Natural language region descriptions
== Segment start ==

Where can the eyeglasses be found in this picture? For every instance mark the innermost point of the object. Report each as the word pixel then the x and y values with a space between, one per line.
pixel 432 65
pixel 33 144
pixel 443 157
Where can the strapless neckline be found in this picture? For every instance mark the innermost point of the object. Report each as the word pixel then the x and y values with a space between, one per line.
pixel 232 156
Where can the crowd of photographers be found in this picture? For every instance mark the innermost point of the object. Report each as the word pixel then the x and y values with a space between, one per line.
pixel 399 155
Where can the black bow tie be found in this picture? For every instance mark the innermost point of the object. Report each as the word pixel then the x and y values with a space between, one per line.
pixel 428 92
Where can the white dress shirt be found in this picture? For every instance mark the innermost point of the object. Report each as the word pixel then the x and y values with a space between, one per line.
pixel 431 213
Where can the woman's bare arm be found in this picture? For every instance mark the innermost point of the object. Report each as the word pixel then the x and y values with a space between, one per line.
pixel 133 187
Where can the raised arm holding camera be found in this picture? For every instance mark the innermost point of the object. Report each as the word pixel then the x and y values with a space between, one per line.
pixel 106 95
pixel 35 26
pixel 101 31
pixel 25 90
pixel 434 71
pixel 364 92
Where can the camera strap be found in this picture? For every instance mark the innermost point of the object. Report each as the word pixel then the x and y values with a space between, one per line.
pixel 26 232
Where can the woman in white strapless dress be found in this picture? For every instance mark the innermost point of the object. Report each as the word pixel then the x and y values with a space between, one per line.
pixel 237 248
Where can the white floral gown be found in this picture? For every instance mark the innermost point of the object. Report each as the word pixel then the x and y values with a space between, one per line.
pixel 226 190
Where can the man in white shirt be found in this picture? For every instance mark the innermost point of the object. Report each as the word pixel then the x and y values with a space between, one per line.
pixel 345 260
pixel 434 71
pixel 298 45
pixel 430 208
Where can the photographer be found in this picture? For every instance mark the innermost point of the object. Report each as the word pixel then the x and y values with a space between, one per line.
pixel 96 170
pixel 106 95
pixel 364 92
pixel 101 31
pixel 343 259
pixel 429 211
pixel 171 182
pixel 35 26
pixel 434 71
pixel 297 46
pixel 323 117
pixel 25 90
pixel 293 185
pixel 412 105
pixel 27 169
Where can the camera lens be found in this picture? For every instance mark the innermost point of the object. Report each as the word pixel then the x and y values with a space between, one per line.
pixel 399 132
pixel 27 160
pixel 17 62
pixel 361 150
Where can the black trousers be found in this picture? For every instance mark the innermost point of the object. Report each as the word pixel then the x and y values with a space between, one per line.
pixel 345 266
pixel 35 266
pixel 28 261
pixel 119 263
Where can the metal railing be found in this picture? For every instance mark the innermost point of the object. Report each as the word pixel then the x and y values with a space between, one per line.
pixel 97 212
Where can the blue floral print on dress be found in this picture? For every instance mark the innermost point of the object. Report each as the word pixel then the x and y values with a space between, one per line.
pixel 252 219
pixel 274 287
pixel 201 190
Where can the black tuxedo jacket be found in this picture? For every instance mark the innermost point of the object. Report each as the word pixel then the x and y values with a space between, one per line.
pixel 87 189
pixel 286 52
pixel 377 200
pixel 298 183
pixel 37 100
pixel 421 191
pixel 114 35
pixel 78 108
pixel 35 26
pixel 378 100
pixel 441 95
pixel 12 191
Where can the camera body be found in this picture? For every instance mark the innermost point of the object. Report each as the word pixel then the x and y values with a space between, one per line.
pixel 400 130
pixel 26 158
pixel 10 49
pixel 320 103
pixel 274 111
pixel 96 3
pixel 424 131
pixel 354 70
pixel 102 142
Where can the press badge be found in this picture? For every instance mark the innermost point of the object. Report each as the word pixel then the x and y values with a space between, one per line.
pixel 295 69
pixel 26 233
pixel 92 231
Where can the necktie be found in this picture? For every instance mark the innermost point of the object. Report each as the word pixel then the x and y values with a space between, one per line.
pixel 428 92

== Segment end ==

§ BRIEF
There is a line above that contains "Where can the press". Copy it and all later lines through the last, exactly, and leave out the rest.

§ EXERCISE OUTPUT
Where can the press badge be found in this picture? For every instance mark the innermost point of the object. Report each as the word pixel then the x and y values with a space between, one per line.
pixel 295 69
pixel 26 233
pixel 92 231
Where can the necktie be found in this picture? For every instance mark the innermost point of the object. Report each as the word pixel then the x and y values with a space between, one per line.
pixel 428 92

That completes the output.